Your task: Show all lines containing "with" from the data below.

Material provided:

* * *

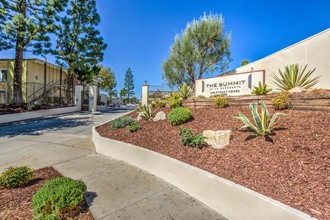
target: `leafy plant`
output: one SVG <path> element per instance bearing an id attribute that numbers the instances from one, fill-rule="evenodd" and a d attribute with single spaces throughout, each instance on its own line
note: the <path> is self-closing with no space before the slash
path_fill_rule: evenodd
<path id="1" fill-rule="evenodd" d="M 192 117 L 191 110 L 183 107 L 174 108 L 168 114 L 168 120 L 173 126 L 184 124 L 191 117 Z"/>
<path id="2" fill-rule="evenodd" d="M 84 200 L 87 187 L 83 181 L 58 177 L 45 183 L 32 198 L 35 219 L 61 219 L 68 209 Z"/>
<path id="3" fill-rule="evenodd" d="M 285 66 L 284 71 L 281 71 L 280 69 L 278 70 L 279 76 L 273 74 L 272 82 L 282 91 L 288 91 L 294 87 L 309 89 L 318 83 L 318 79 L 321 76 L 311 78 L 316 68 L 305 72 L 306 68 L 307 65 L 301 68 L 298 64 Z"/>
<path id="4" fill-rule="evenodd" d="M 206 97 L 204 95 L 198 95 L 196 98 L 199 98 L 199 99 L 206 99 Z"/>
<path id="5" fill-rule="evenodd" d="M 259 85 L 258 86 L 253 86 L 253 90 L 252 90 L 252 94 L 255 95 L 266 95 L 267 93 L 269 93 L 270 91 L 272 91 L 272 89 L 267 89 L 267 84 L 261 84 L 261 82 L 259 81 Z"/>
<path id="6" fill-rule="evenodd" d="M 251 111 L 255 124 L 252 124 L 250 120 L 241 112 L 238 117 L 234 117 L 243 121 L 244 125 L 240 129 L 250 129 L 256 133 L 257 136 L 268 136 L 271 132 L 271 127 L 274 125 L 277 116 L 285 115 L 284 113 L 275 113 L 273 116 L 270 115 L 265 102 L 261 101 L 261 117 L 258 113 L 258 104 L 250 104 L 249 109 Z"/>
<path id="7" fill-rule="evenodd" d="M 206 145 L 206 137 L 204 137 L 202 134 L 193 135 L 191 130 L 187 128 L 180 128 L 179 131 L 183 145 L 196 147 L 198 149 L 202 149 L 203 146 Z"/>
<path id="8" fill-rule="evenodd" d="M 111 121 L 110 128 L 114 130 L 119 128 L 124 128 L 127 125 L 131 125 L 135 122 L 136 121 L 131 117 L 120 117 Z"/>
<path id="9" fill-rule="evenodd" d="M 272 99 L 272 105 L 275 110 L 287 109 L 290 107 L 290 98 L 287 92 L 278 93 Z"/>
<path id="10" fill-rule="evenodd" d="M 137 130 L 139 130 L 141 128 L 141 126 L 138 123 L 132 124 L 128 127 L 128 130 L 130 132 L 137 132 Z"/>
<path id="11" fill-rule="evenodd" d="M 150 104 L 150 107 L 151 107 L 151 108 L 155 108 L 155 107 L 156 107 L 156 105 L 157 105 L 157 102 L 155 102 L 155 101 L 152 101 L 152 102 L 151 102 L 151 104 Z"/>
<path id="12" fill-rule="evenodd" d="M 9 167 L 0 176 L 0 186 L 18 188 L 30 182 L 33 170 L 27 166 Z"/>
<path id="13" fill-rule="evenodd" d="M 216 108 L 225 108 L 228 106 L 228 101 L 224 95 L 218 95 L 213 97 L 213 104 Z"/>
<path id="14" fill-rule="evenodd" d="M 166 100 L 168 101 L 168 105 L 172 109 L 180 107 L 182 105 L 181 96 L 179 93 L 176 92 L 172 93 L 171 96 L 166 98 Z"/>
<path id="15" fill-rule="evenodd" d="M 147 105 L 139 105 L 138 106 L 139 115 L 144 118 L 145 120 L 152 119 L 152 110 L 150 106 Z"/>
<path id="16" fill-rule="evenodd" d="M 164 107 L 166 107 L 166 103 L 165 103 L 164 100 L 158 100 L 158 101 L 157 101 L 157 105 L 158 105 L 159 108 L 164 108 Z"/>
<path id="17" fill-rule="evenodd" d="M 187 99 L 192 96 L 193 90 L 191 89 L 190 86 L 188 86 L 187 83 L 183 83 L 178 88 L 178 94 L 182 99 Z"/>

* * *

Task output:
output: one SVG <path> element per instance bearing an id attribute that numbers the instances from one, fill-rule="evenodd" and a d attribute with single spaces throughout, each instance on its own line
note: the <path> is self-closing with no space before the slash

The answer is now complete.